- **To do**
Pick up the news report on the Chicago beating verdict after its final sentence and continue it.

Verdict in Chicago Beating Case
Verdict in Chicago Beating Case
Sep. 19, 1998
CHICAGO (AP) _ Eighteen months ago, a 13-year-old black boy was left crumpled and comatose in a Chicago street, the victim of a beating police said was motivated by race.
One of three white men charged with the attack, Frank Caruso Jr., 19, was jailed late Friday after a jury acquitted him of attempted murder but found him guilty of aggravated battery.
Caruso also was found guilty of hate crimes for punching the boy, Lenard Clark, and a schoolmate Clevon Nicholson, 14. He faces up to 13 years in prison at sentencing Oct. 13.
``We're gratified that the jury in this case sent a strong message that this community won't tolerate hate-motivated violence,'' Cook County prosecutor Richard Devine said after the verdict.
Prosecutors plan to try two more white men accused of participating in the March 1997 beating next month. Like Caruso, they were charged with attempted murder, aggravated battery and a hate crime.
The case touched a nerve in this city and focused national attention on Chicago's lingering racial tensions. It brought a denunciation of racial violence from President Clinton in his weekly radio address.

Records from a data source
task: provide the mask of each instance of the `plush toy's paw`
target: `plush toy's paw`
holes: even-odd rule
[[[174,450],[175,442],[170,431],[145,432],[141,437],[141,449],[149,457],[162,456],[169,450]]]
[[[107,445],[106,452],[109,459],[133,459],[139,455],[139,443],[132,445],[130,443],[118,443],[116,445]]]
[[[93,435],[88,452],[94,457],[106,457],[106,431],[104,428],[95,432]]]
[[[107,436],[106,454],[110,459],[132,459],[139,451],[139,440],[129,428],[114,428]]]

- **Written answer**
Jurors were in tears as prosecutor Bob Berlin described how Lenard had to relearn some of the simplest functions in life at the age of 13 and still remains brain damaged. The suspect's mother collapsed in the Cook County Criminal Courts Building on Thursday.
Caruso's attorneys argued police wrongly blamed him in a hasty effort to solve the case. Prosecutors called him a bully and a racist.
``Have the courage, ladies and gentlemen, to deal with the hard facts that evil men like Frank Caruso confront us with,'' Berlin urged jurors.
Nicholson testified that he and Lenard went to Bridgeport to play football with boys they knew there when they encountered young men coming from two directions. He said that Caruso first punched him on the side of the head, then hit Lenard.
The boy said he ran off and took refuge in a mass transit station. He couldn't see what happened next to his friend on the street not far from Comiskey Park, home of the Chicago White Sox.
Lenard was left so badly brain damaged by the pummeling that he had to relearn how to take a shower and brush his teeth during six weeks in a hospital. Lenard now attends a special school but is having both emotional and academic problems as a result of the beating.
Prosecutors said Caruso preyed on black youngsters when they came into the Bridgeport area _ a white, blue-collar enclave across an expressway from a predominantly black public housing project.
``He is a violent racist street punk,'' prosecutor Ellen Mandeltort told jurors. She highlighted the racial overtones of the case, saying tormenting black youngsters was ``a sport'' among neighborhood teens.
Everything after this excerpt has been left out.